** Opening Text provided block **

Rafi Ahmed


Rafi Ahmed is an Indian-American virologist and immunologist. He is the Charles Howard Candler Professor of Microbiology and Immunology at Emory University, where he is also the director of the Emory Vaccine Center and a Georgia Research Alliance Eminent Scholar in Vaccine Research. In 2009, he was elected to the National Academy of Sciences.

Early life and education

Ahmed was born and raised in Hyderabad, India, where his father served as a public servant and his mother as an active volunteer. While living in Hyperabad, Ahmed received his BSc in chemistry from Osmania University in 1968. With strong English skills from his school in India, Ahmed moved in 1970 to Pocatello, Idaho to attend Idaho State University, where he received another B.S. in 1972 and an M.S. in 1974, both of which were in microbiology. He then attended McGill University, originally with the goal of receiving a doctorate in microbiology, but, after questioning his motivation for the field, he dropped out of McGill and later worked as a research assistant there for two years. In 1981, he received his Ph.D. in microbiology from Harvard University after studying for four years in Bernard Fields's lab. Later that year, he left Harvard for the Scripps Institute to begin his postdoc.

** Closing Text provided block **

■ Required work
Print the full biography of Rafi Ahmed above, reproducing every word and line without changes.

** Opening Record excerpts block **

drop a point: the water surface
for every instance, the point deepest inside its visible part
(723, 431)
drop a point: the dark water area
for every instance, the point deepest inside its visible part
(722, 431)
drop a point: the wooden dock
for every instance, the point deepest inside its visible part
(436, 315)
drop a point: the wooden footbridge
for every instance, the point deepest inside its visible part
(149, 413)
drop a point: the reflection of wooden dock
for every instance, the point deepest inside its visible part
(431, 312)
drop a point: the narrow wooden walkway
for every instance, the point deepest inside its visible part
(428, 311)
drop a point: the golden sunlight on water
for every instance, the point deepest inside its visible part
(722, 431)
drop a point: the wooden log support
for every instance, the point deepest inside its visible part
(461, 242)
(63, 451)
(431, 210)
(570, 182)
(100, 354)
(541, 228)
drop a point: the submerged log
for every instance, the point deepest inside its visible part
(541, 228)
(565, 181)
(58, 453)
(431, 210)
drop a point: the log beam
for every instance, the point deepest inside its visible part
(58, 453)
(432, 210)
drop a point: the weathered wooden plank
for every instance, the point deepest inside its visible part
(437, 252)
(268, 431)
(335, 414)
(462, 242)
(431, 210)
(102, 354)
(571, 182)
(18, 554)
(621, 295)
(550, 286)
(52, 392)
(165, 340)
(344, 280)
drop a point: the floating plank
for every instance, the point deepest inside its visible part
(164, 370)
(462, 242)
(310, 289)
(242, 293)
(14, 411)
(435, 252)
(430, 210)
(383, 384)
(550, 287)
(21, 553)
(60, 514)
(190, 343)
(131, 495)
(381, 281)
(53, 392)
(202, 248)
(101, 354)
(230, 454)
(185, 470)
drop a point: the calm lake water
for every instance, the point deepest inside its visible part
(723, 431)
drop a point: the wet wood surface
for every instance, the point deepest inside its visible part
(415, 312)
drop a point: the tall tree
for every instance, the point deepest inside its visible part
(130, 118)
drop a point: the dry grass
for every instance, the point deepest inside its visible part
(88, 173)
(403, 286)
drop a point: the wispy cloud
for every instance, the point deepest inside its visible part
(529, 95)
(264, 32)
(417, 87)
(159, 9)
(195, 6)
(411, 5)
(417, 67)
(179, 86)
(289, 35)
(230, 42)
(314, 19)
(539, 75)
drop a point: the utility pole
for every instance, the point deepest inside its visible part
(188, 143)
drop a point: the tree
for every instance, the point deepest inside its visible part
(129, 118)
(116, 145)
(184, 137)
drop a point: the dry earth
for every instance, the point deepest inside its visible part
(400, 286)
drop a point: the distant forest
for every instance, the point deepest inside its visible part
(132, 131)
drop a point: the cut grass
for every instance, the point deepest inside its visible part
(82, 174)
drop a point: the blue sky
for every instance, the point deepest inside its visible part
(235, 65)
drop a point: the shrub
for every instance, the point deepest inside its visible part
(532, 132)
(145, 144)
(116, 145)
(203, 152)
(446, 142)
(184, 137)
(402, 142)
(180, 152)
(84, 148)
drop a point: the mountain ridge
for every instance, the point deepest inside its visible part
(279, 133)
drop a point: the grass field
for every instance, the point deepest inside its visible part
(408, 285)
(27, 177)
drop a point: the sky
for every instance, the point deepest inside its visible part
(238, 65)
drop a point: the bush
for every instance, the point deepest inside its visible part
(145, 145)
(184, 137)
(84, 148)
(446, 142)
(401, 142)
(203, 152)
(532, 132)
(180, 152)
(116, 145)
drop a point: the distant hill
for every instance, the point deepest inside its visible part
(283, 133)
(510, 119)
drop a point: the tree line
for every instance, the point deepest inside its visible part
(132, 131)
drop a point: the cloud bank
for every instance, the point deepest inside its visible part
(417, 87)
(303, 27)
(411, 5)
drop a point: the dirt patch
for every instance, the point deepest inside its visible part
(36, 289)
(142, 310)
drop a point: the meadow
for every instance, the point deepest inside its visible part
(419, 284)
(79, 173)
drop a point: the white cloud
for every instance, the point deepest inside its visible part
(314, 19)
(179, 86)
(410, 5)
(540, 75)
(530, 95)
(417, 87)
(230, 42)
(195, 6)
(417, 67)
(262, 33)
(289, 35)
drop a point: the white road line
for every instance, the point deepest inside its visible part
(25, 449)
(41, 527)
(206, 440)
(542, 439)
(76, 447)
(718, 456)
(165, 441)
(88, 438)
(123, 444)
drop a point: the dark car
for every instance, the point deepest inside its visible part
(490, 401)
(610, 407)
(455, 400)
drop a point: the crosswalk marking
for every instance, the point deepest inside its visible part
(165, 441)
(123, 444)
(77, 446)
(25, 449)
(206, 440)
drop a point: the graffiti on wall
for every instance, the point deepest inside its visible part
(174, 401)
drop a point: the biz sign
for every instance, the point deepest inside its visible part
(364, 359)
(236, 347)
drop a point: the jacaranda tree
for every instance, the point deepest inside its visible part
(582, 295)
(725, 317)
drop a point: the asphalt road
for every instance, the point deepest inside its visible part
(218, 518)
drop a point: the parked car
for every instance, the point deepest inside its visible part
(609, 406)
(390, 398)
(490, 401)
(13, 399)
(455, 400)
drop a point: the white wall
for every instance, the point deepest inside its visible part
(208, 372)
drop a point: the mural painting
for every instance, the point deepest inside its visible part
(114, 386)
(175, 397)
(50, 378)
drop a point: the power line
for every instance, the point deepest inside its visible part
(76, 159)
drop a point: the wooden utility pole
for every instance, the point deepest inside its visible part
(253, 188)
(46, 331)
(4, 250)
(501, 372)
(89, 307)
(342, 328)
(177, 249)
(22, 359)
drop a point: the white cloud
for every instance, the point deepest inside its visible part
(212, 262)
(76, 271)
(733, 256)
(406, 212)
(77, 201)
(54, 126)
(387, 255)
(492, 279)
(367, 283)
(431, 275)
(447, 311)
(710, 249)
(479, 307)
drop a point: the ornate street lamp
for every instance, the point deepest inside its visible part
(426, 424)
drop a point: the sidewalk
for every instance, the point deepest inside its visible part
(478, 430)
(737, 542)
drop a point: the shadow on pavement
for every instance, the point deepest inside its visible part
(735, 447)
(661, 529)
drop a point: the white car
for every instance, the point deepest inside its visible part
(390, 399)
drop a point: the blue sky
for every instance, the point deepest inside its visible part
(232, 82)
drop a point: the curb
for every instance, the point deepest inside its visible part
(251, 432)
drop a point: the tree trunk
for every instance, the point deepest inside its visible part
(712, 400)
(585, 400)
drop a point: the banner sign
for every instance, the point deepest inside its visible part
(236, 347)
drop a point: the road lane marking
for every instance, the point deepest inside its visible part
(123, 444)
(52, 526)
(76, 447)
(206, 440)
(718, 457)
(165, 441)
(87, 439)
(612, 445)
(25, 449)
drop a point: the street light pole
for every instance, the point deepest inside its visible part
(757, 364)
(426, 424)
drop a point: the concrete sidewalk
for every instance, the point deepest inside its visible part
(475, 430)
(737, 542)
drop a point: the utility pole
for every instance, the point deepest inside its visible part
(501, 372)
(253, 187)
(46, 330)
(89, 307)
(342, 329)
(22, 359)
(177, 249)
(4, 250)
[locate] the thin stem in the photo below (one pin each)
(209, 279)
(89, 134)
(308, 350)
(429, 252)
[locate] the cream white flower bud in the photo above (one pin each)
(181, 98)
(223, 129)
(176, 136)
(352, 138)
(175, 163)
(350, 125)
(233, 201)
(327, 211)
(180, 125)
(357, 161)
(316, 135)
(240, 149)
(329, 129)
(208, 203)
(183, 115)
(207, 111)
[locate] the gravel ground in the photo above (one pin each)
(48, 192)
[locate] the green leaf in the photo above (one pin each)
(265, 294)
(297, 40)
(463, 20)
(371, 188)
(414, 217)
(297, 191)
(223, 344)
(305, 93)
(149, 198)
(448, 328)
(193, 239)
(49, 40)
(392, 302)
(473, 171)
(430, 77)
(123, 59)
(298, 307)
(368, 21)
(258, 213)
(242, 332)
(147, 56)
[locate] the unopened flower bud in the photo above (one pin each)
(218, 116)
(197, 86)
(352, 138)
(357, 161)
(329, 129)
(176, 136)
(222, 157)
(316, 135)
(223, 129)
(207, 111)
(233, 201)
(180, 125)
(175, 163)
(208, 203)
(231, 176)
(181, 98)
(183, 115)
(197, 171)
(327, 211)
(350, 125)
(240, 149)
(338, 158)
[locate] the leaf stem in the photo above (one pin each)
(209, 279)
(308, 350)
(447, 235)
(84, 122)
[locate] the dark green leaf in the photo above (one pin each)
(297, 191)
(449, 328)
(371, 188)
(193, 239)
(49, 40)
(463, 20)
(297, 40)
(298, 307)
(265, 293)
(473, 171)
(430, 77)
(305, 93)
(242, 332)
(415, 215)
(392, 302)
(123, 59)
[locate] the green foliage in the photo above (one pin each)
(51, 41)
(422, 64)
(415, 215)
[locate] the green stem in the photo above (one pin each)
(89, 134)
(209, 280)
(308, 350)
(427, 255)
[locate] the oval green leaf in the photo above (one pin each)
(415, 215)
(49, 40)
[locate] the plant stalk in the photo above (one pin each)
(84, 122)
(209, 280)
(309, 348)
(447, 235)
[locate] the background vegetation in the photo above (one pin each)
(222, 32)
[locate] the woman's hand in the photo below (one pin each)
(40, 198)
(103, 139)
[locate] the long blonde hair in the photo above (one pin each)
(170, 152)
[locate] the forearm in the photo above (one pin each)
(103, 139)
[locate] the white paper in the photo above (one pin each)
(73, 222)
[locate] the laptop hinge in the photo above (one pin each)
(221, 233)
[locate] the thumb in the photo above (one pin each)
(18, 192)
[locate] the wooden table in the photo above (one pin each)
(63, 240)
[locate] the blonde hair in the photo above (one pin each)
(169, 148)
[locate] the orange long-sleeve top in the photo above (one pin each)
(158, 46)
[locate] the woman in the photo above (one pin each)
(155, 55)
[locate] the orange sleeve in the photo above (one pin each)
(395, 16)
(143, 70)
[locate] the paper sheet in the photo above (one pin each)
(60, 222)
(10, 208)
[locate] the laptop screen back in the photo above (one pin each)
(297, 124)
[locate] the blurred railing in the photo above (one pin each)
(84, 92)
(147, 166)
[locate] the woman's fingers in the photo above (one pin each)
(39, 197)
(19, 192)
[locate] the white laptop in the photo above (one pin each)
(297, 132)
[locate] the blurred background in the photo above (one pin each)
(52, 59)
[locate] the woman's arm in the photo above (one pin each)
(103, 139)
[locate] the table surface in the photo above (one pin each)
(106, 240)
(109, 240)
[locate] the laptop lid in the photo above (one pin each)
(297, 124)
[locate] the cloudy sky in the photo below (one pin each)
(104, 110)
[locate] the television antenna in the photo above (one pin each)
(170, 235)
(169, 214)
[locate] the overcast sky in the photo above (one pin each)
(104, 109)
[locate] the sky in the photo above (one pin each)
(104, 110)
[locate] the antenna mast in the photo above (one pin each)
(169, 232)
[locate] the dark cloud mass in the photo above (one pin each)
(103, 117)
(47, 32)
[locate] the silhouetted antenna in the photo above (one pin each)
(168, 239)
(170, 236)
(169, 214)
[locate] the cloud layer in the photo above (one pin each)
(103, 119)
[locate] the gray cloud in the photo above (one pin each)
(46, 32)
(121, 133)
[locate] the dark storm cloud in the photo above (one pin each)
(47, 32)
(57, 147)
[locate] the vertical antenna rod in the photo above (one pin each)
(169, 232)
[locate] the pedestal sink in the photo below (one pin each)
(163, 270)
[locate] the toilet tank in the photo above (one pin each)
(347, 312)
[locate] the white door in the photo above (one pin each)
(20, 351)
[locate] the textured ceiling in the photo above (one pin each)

** Closing Record excerpts block **

■ Reply
Rafi Ahmed


Rafi Ahmed is an Indian-American virologist and immunologist. He is the Charles Howard Candler Professor of Microbiology and Immunology at Emory University, where he is also the director of the Emory Vaccine Center and a Georgia Research Alliance Eminent Scholar in Vaccine Research. In 2009, he was elected to the National Academy of Sciences.

Early life and education

Ahmed was born and raised in Hyderabad, India, where his father served as a public servant and his mother as an active volunteer. While living in Hyperabad, Ahmed received his BSc in chemistry from Osmania University in 1968. With strong English skills from his school in India, Ahmed moved in 1970 to Pocatello, Idaho to attend Idaho State University, where he received another B.S. in 1972 and an M.S. in 1974, both of which were in microbiology. He then attended McGill University, originally with the goal of receiving a doctorate in microbiology, but, after questioning his motivation for the field, he dropped out of McGill and later worked as a research assistant there for two years. In 1981, he received his Ph.D. in microbiology from Harvard University after studying for four years in Bernard Fields's lab. Later that year, he left Harvard for the Scripps Institute to begin his postdoc.